Give the data as a JSON list of strings, one string per line and no blank lines, from the line containing "Would it be possible for you to pinpoint the hairy" through the end of the data, both ends included. Leave the pictures out of the answer.

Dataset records
— Begin —

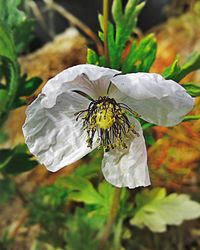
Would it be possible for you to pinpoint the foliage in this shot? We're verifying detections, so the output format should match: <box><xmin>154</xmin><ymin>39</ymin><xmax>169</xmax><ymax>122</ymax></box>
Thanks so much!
<box><xmin>0</xmin><ymin>0</ymin><xmax>41</xmax><ymax>125</ymax></box>
<box><xmin>0</xmin><ymin>179</ymin><xmax>15</xmax><ymax>204</ymax></box>
<box><xmin>130</xmin><ymin>188</ymin><xmax>200</xmax><ymax>232</ymax></box>
<box><xmin>0</xmin><ymin>144</ymin><xmax>38</xmax><ymax>174</ymax></box>
<box><xmin>0</xmin><ymin>0</ymin><xmax>42</xmax><ymax>185</ymax></box>
<box><xmin>0</xmin><ymin>0</ymin><xmax>200</xmax><ymax>250</ymax></box>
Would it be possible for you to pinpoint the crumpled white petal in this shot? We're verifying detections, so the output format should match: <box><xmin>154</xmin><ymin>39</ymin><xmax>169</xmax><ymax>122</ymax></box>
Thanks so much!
<box><xmin>23</xmin><ymin>92</ymin><xmax>95</xmax><ymax>172</ymax></box>
<box><xmin>42</xmin><ymin>64</ymin><xmax>120</xmax><ymax>108</ymax></box>
<box><xmin>102</xmin><ymin>118</ymin><xmax>150</xmax><ymax>188</ymax></box>
<box><xmin>112</xmin><ymin>73</ymin><xmax>193</xmax><ymax>126</ymax></box>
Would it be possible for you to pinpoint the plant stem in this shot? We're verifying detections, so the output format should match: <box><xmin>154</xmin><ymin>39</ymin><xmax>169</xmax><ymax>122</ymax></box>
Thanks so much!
<box><xmin>103</xmin><ymin>0</ymin><xmax>110</xmax><ymax>66</ymax></box>
<box><xmin>98</xmin><ymin>188</ymin><xmax>121</xmax><ymax>250</ymax></box>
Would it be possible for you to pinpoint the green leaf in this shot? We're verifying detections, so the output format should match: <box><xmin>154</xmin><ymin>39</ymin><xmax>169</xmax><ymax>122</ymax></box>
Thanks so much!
<box><xmin>66</xmin><ymin>175</ymin><xmax>102</xmax><ymax>204</ymax></box>
<box><xmin>13</xmin><ymin>19</ymin><xmax>35</xmax><ymax>54</ymax></box>
<box><xmin>130</xmin><ymin>188</ymin><xmax>200</xmax><ymax>232</ymax></box>
<box><xmin>162</xmin><ymin>53</ymin><xmax>200</xmax><ymax>82</ymax></box>
<box><xmin>0</xmin><ymin>89</ymin><xmax>9</xmax><ymax>114</ymax></box>
<box><xmin>99</xmin><ymin>0</ymin><xmax>145</xmax><ymax>69</ymax></box>
<box><xmin>65</xmin><ymin>208</ymin><xmax>98</xmax><ymax>250</ymax></box>
<box><xmin>0</xmin><ymin>144</ymin><xmax>38</xmax><ymax>174</ymax></box>
<box><xmin>87</xmin><ymin>49</ymin><xmax>99</xmax><ymax>65</ymax></box>
<box><xmin>0</xmin><ymin>179</ymin><xmax>15</xmax><ymax>204</ymax></box>
<box><xmin>122</xmin><ymin>34</ymin><xmax>157</xmax><ymax>73</ymax></box>
<box><xmin>17</xmin><ymin>77</ymin><xmax>42</xmax><ymax>96</ymax></box>
<box><xmin>0</xmin><ymin>22</ymin><xmax>17</xmax><ymax>66</ymax></box>
<box><xmin>183</xmin><ymin>115</ymin><xmax>200</xmax><ymax>122</ymax></box>
<box><xmin>112</xmin><ymin>0</ymin><xmax>123</xmax><ymax>25</ymax></box>
<box><xmin>0</xmin><ymin>0</ymin><xmax>26</xmax><ymax>29</ymax></box>
<box><xmin>181</xmin><ymin>83</ymin><xmax>200</xmax><ymax>97</ymax></box>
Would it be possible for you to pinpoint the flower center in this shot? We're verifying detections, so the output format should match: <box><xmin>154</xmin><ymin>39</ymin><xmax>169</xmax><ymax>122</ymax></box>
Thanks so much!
<box><xmin>75</xmin><ymin>96</ymin><xmax>139</xmax><ymax>152</ymax></box>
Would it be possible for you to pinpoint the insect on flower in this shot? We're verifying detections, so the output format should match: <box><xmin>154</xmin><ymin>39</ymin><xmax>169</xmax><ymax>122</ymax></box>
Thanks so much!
<box><xmin>23</xmin><ymin>64</ymin><xmax>193</xmax><ymax>188</ymax></box>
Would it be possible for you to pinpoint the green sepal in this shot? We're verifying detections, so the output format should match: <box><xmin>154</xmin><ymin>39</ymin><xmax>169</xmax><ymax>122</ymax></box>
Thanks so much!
<box><xmin>0</xmin><ymin>144</ymin><xmax>38</xmax><ymax>174</ymax></box>
<box><xmin>17</xmin><ymin>75</ymin><xmax>42</xmax><ymax>97</ymax></box>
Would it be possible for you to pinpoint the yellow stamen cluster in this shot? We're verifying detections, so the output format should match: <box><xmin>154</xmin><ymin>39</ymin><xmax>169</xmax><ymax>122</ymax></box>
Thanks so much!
<box><xmin>75</xmin><ymin>96</ymin><xmax>138</xmax><ymax>152</ymax></box>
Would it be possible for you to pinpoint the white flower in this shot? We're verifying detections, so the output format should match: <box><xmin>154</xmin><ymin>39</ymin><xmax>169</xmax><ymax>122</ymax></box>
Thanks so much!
<box><xmin>23</xmin><ymin>65</ymin><xmax>193</xmax><ymax>188</ymax></box>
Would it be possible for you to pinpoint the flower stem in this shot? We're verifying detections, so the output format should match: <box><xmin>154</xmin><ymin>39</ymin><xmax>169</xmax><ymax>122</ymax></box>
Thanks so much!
<box><xmin>103</xmin><ymin>0</ymin><xmax>110</xmax><ymax>66</ymax></box>
<box><xmin>98</xmin><ymin>188</ymin><xmax>121</xmax><ymax>250</ymax></box>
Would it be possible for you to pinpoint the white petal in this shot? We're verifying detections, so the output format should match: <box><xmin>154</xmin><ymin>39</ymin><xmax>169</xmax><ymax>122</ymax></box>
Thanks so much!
<box><xmin>23</xmin><ymin>93</ymin><xmax>96</xmax><ymax>172</ymax></box>
<box><xmin>102</xmin><ymin>119</ymin><xmax>150</xmax><ymax>188</ymax></box>
<box><xmin>112</xmin><ymin>73</ymin><xmax>193</xmax><ymax>126</ymax></box>
<box><xmin>42</xmin><ymin>64</ymin><xmax>120</xmax><ymax>108</ymax></box>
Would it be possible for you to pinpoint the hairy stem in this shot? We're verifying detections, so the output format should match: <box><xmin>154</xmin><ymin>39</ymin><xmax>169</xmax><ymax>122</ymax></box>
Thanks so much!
<box><xmin>98</xmin><ymin>188</ymin><xmax>121</xmax><ymax>250</ymax></box>
<box><xmin>103</xmin><ymin>0</ymin><xmax>110</xmax><ymax>66</ymax></box>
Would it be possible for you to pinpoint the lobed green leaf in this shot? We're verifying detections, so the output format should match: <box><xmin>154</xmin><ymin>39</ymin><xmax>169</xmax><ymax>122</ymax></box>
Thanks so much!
<box><xmin>130</xmin><ymin>188</ymin><xmax>200</xmax><ymax>232</ymax></box>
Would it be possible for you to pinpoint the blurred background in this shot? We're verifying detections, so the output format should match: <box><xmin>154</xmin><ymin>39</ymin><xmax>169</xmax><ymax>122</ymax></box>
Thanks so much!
<box><xmin>0</xmin><ymin>0</ymin><xmax>200</xmax><ymax>250</ymax></box>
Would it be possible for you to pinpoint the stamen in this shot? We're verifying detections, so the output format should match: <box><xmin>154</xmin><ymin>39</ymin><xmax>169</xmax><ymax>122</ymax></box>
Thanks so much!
<box><xmin>75</xmin><ymin>96</ymin><xmax>139</xmax><ymax>152</ymax></box>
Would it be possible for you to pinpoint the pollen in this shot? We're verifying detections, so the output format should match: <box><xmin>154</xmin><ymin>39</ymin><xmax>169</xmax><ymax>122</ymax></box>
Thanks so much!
<box><xmin>96</xmin><ymin>108</ymin><xmax>115</xmax><ymax>130</ymax></box>
<box><xmin>75</xmin><ymin>96</ymin><xmax>139</xmax><ymax>152</ymax></box>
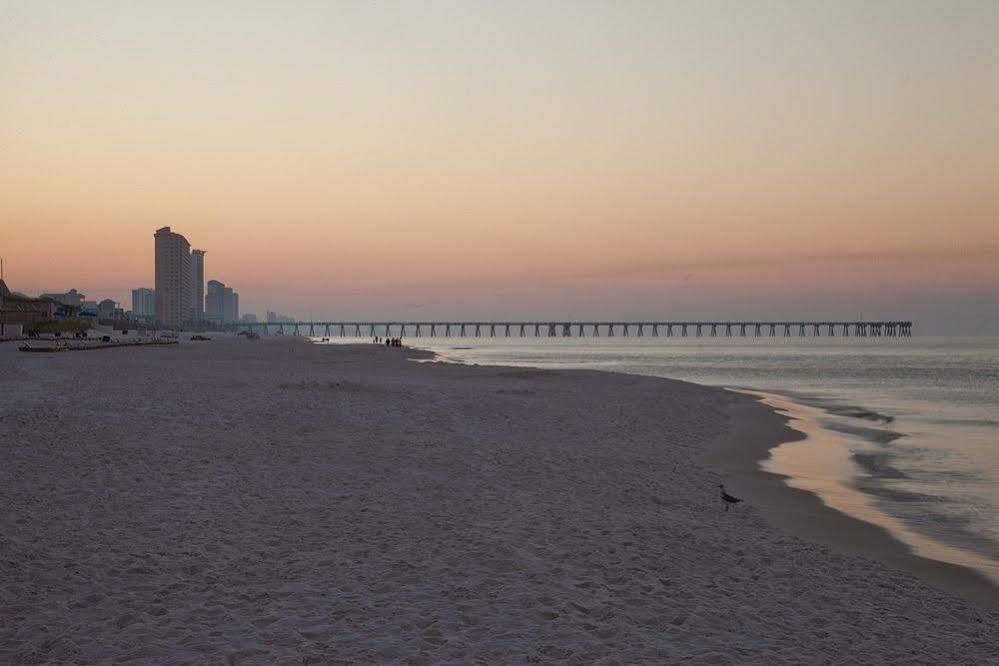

— End —

*Correct result*:
[
  "Would it be possible for you to pinpoint the hairy stem in this shot? We're verifying detections, so the output format should match: <box><xmin>154</xmin><ymin>39</ymin><xmax>169</xmax><ymax>122</ymax></box>",
  "Thanks so much!",
  "<box><xmin>98</xmin><ymin>188</ymin><xmax>121</xmax><ymax>250</ymax></box>",
  "<box><xmin>103</xmin><ymin>0</ymin><xmax>110</xmax><ymax>66</ymax></box>",
  "Would it be possible for you to pinpoint the lobed green leaf in this shot? We're verifying detections, so the output format should match: <box><xmin>154</xmin><ymin>39</ymin><xmax>169</xmax><ymax>122</ymax></box>",
  "Thanks so much!",
  "<box><xmin>130</xmin><ymin>188</ymin><xmax>200</xmax><ymax>232</ymax></box>",
  "Would it be possible for you to pinpoint the blurred background in this shot? We're verifying detections, so the output format should match: <box><xmin>154</xmin><ymin>39</ymin><xmax>169</xmax><ymax>122</ymax></box>",
  "Thanks so much!",
  "<box><xmin>0</xmin><ymin>0</ymin><xmax>200</xmax><ymax>250</ymax></box>",
  "Would it be possible for you to pinpoint the stamen in this shot? We're verifying detections, so the output format should match: <box><xmin>154</xmin><ymin>39</ymin><xmax>169</xmax><ymax>122</ymax></box>",
  "Thanks so much!",
  "<box><xmin>75</xmin><ymin>96</ymin><xmax>139</xmax><ymax>152</ymax></box>",
  "Would it be possible for you to pinpoint the pollen in this shot? We're verifying detections, so the output format should match: <box><xmin>154</xmin><ymin>39</ymin><xmax>169</xmax><ymax>122</ymax></box>",
  "Thanks so much!",
  "<box><xmin>96</xmin><ymin>108</ymin><xmax>115</xmax><ymax>130</ymax></box>",
  "<box><xmin>75</xmin><ymin>96</ymin><xmax>139</xmax><ymax>152</ymax></box>"
]